EXERCISE AIM -> Convert every row below into a JSON list of strings, with one string for each line and no blank lines.
── DATA ENTRIES
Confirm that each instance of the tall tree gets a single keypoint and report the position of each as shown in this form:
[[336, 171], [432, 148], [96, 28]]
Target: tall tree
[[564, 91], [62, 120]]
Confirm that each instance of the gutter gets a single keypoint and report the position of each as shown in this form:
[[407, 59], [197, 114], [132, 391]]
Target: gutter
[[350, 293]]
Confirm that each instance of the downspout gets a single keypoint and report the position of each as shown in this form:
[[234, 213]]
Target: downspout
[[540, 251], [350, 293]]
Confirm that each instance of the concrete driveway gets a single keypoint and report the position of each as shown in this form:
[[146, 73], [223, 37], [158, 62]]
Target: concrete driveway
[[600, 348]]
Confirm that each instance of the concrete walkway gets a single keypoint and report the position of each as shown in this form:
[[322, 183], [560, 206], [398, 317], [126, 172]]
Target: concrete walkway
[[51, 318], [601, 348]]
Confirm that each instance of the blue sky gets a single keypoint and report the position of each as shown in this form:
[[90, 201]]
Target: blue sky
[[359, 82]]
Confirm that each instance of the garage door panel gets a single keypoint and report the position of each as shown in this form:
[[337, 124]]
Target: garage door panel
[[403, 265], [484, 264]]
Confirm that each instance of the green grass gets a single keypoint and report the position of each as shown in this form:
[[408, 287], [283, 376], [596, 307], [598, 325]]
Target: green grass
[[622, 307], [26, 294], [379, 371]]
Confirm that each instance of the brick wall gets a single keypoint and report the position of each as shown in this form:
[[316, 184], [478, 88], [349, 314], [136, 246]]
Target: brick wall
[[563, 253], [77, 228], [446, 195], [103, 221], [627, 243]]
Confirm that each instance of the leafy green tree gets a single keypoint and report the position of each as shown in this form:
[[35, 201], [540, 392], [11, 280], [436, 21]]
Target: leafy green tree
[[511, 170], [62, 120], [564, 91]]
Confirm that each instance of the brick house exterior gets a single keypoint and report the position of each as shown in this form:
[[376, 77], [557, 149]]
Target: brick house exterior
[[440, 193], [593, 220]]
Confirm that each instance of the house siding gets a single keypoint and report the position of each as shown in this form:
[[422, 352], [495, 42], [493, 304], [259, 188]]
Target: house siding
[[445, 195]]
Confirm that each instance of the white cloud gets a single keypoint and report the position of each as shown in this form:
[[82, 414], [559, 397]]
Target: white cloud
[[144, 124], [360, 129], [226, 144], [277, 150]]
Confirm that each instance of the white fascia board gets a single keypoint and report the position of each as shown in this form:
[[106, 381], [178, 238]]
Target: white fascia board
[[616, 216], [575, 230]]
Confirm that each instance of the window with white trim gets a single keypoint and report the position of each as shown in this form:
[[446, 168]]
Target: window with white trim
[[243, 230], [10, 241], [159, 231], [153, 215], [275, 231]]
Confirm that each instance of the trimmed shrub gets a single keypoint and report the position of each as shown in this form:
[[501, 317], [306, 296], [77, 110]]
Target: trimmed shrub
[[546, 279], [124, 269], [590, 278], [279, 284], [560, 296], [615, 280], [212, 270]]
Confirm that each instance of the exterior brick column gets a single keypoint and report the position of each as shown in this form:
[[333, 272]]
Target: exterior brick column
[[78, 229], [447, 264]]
────
EXERCISE OUTPUT ->
[
  "Confirm that each instance of the tall tree gets a single keypoint and report the position of each as shown in this form:",
  "[[336, 171], [432, 148], [96, 28]]",
  "Target: tall tree",
  "[[564, 91], [62, 120]]",
  "Confirm that each instance of the gutter gets a single keypoint and report the position of each as shown in this form:",
  "[[407, 59], [197, 114], [132, 391]]",
  "Target: gutter",
  "[[350, 293]]",
  "Confirm that each instance of the downspout gets a single keypoint and report the position of each as shown in this form:",
  "[[234, 213]]",
  "Target: downspout",
  "[[540, 251], [350, 293]]",
  "Confirm that each instance of the concrete driveway gets a single keypoint and report the position of each as shown in this form:",
  "[[146, 73], [223, 37], [158, 62]]",
  "Target: concrete driveway",
  "[[600, 348]]",
  "Confirm that each instance of the concrete walkway gets a single keypoint and report the position of each as shown in this form:",
  "[[322, 183], [560, 206], [398, 317], [126, 172]]",
  "Target: concrete walkway",
  "[[51, 318], [601, 348]]",
  "Confirm that each instance of the blue sky gets a single keypoint and report the position of each as shown in this form:",
  "[[90, 201]]",
  "Target: blue sky",
  "[[359, 82]]",
  "Confirm that each instance of the garage door panel gets a single keypoint and report the position of each as shown in this form:",
  "[[337, 124]]",
  "Target: garage door panel",
  "[[403, 265], [484, 264]]",
  "Confirm that each instance of the green grass gets a single keypoint and report the position of each as shown in this form:",
  "[[408, 287], [283, 376], [596, 307], [598, 325]]",
  "Target: green grass",
  "[[622, 307], [26, 294], [379, 371]]",
  "Confirm that each instance of the brick wall gets a single keypoint and report the position of each as shown in this form:",
  "[[316, 184], [478, 88], [349, 314], [136, 246]]",
  "Target: brick wall",
  "[[563, 253], [77, 228], [446, 195], [103, 221], [627, 243]]",
  "Confirm that each instance of the leafy green tree gets a single keypoint and report the position of each as shown in this form:",
  "[[35, 201], [540, 392], [11, 280], [436, 21]]",
  "Target: leafy green tree",
  "[[511, 170], [62, 120], [564, 91]]",
  "Confirm that each instance of the brick house exterior gets a single keypoint and report the position of each as shown in this form:",
  "[[376, 77], [557, 149]]",
  "Target: brick house exterior",
  "[[440, 193], [593, 220]]",
  "Confirm that each instance of the house siding gets a single keypoint and report the position of each as shown in this form:",
  "[[422, 352], [495, 42], [493, 304], [259, 188]]",
  "Target: house siding",
  "[[445, 195]]",
  "Confirm that each instance of the white cloud gets a single keypoint and report the position of each as shown in this form:",
  "[[82, 414], [559, 397]]",
  "Target: white cloud",
  "[[144, 124], [360, 129], [226, 144], [277, 150]]",
  "Confirm that each instance of the white fascia board gets a single keypoint and report the position of each as shown in this form:",
  "[[106, 381], [178, 238]]",
  "Target: white fascia board",
  "[[616, 216], [575, 230]]",
  "Confirm that each instance of the window with white trim gets a single keypoint and report the position of each as shown in this form:",
  "[[446, 168]]",
  "Target: window with white trim",
  "[[243, 230], [10, 241], [159, 231], [153, 215], [275, 231]]",
  "Confirm that each instance of the trimmed shrub gets a single keypoint and report the position of each as shown in this form:",
  "[[501, 317], [306, 296], [77, 110]]",
  "Target: trimmed shrub",
  "[[546, 279], [124, 269], [590, 278], [279, 284], [560, 296], [615, 280], [212, 270]]",
  "Confirm that each instance of the exterior brick column gets a single keypoint and report the position of each as shown in this form:",
  "[[333, 272]]",
  "Target: exterior brick column",
  "[[78, 229], [447, 264]]"
]